-------- DATA EXTRACT

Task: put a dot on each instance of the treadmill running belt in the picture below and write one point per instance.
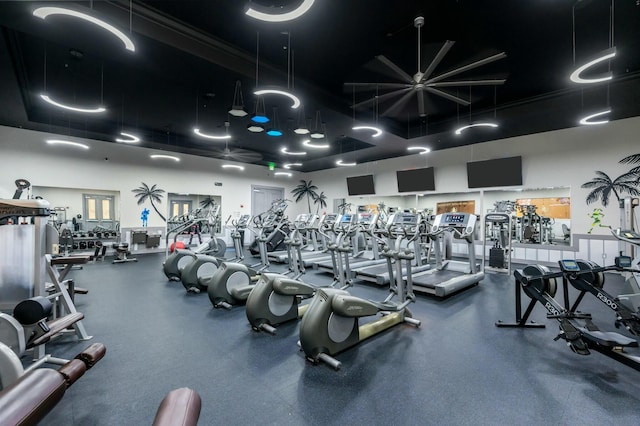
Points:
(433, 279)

----------------
-------- DATA EXTRACT

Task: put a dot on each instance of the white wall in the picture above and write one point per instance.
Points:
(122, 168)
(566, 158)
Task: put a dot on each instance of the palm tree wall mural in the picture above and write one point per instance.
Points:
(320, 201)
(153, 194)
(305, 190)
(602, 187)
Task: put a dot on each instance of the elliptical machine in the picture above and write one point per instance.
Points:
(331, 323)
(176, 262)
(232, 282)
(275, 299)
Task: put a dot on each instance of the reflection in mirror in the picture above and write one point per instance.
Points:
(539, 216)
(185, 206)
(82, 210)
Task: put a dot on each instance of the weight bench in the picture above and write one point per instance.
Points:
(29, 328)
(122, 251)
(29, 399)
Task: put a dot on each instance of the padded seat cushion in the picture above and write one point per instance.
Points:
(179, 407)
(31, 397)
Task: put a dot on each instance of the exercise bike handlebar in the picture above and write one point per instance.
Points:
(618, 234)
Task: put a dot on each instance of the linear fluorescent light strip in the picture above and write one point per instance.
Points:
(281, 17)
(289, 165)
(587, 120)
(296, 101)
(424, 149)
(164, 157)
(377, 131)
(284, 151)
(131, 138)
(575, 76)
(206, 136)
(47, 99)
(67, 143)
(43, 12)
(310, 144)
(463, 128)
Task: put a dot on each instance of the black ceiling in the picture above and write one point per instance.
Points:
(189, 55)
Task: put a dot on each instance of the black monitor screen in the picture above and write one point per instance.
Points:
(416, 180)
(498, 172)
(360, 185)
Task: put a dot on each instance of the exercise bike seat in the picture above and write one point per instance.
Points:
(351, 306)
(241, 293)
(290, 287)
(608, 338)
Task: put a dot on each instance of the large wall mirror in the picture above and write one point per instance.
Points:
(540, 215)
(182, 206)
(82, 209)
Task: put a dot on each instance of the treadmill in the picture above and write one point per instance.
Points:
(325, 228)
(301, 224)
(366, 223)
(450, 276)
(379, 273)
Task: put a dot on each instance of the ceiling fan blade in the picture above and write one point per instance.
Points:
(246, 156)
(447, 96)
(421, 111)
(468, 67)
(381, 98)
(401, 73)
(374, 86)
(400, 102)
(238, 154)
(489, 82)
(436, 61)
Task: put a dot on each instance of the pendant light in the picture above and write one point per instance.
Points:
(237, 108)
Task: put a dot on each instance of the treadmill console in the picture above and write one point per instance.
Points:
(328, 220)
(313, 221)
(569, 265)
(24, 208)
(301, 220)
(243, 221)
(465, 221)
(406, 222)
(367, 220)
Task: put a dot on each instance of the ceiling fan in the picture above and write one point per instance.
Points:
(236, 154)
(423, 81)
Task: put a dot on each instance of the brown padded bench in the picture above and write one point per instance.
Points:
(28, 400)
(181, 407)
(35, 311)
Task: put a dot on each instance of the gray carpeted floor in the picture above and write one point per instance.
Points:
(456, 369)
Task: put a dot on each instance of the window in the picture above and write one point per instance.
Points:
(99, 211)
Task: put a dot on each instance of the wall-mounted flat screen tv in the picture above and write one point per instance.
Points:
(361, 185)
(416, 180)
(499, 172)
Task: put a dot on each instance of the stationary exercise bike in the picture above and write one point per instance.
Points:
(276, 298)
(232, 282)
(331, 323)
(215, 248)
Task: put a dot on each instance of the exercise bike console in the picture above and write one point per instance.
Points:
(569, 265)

----------------
-------- DATA EXTRACT

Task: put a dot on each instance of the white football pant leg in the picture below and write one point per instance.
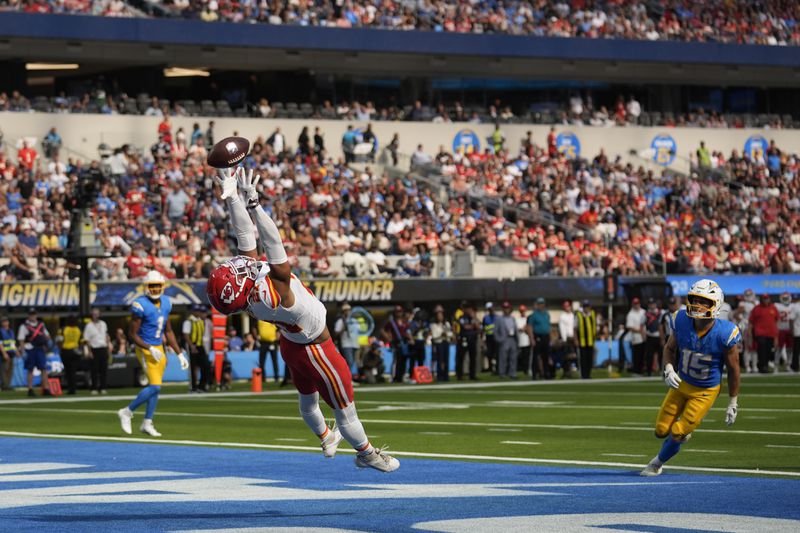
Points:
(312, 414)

----------------

[WHAT IS BEING ASKED] Each line in the entries above, starting at the line with "Task: put a dot on each instance of the pendant" and ending at the line with "Task: put a dot on each instance of the treadmill console", is to be printed exactly, and only those lines.

[TASK RESPONSE]
Task: put a dot on each instance of the pendant light in the picture above and write one point per instance.
Points:
(237, 108)
Task: put a dot on each instance of the treadmill console in the picture above and write one point per instance.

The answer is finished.